> [Referring expression data]
*** Block opens ***

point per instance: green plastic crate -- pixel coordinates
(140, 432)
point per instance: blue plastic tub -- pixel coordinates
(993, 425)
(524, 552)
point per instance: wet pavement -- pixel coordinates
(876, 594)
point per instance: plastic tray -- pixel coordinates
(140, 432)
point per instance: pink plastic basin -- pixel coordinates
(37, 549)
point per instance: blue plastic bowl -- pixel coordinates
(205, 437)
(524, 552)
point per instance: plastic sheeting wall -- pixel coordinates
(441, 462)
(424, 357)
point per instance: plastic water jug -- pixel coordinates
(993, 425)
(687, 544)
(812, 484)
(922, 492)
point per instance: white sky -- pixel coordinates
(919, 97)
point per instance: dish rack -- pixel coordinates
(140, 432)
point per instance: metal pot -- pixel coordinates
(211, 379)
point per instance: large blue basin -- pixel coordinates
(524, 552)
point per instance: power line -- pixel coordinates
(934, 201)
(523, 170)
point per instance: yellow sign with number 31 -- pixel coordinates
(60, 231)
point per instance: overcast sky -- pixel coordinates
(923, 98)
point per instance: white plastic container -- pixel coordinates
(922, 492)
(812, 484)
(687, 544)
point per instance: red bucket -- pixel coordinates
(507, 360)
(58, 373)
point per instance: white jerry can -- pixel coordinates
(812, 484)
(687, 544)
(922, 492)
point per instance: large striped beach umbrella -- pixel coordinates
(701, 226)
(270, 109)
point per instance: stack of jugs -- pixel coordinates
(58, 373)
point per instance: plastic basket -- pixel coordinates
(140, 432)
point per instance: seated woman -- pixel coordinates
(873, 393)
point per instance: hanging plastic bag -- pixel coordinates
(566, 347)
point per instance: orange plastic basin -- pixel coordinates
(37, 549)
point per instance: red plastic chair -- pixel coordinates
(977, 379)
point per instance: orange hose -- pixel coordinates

*** Block closes ***

> [What to work on] Set down the records above once more, exactly as given.

> [Your response]
point per instance: green plastic crate -- pixel coordinates
(140, 432)
point per instance: blue plastic tub -- pixel coordinates
(993, 425)
(524, 552)
point per instance: wet pavement -- pixel coordinates
(876, 594)
point per instance: plastic tray -- pixel coordinates
(140, 432)
point per instance: pink plastic basin -- pixel coordinates
(37, 549)
point per instance: blue plastic bowl -- pixel coordinates
(205, 437)
(524, 552)
point per instance: plastic sheeting wall -- pixel coordinates
(441, 462)
(424, 357)
point per instance: plastic water jug -- pixel coordinates
(993, 425)
(687, 544)
(812, 484)
(922, 492)
point per instance: white sky -- pixel coordinates
(919, 97)
point per instance: dish rack -- pixel coordinates
(140, 432)
point per instance: metal pot -- pixel coordinates
(211, 379)
point per instance: large blue basin -- pixel coordinates
(524, 552)
point per instance: power line -- pixel coordinates
(934, 201)
(523, 170)
point per instance: yellow sign with number 31 -- pixel coordinates
(60, 231)
point per instance: overcast sky -- pixel coordinates
(923, 98)
point per instance: white plastic container -- pixel coordinates
(922, 492)
(812, 484)
(687, 544)
point per instance: red bucket -- pixel coordinates
(507, 360)
(58, 373)
point per instance: white jerry can -- pixel coordinates
(812, 484)
(687, 544)
(922, 492)
point per instance: large striped beach umbrella -- pixel coordinates
(701, 226)
(270, 109)
point per instance: stack of jugs -- pixel coordinates
(58, 373)
point per instance: plastic basket -- pixel coordinates
(140, 432)
point per instance: seated woman -- pixel coordinates
(873, 393)
point per instance: hanging plastic bag -- pixel coordinates
(566, 347)
point per instance: orange plastic basin -- pixel coordinates
(37, 549)
point per instance: red plastic chair -- pixel coordinates
(977, 379)
point per instance: orange hose -- pixel coordinates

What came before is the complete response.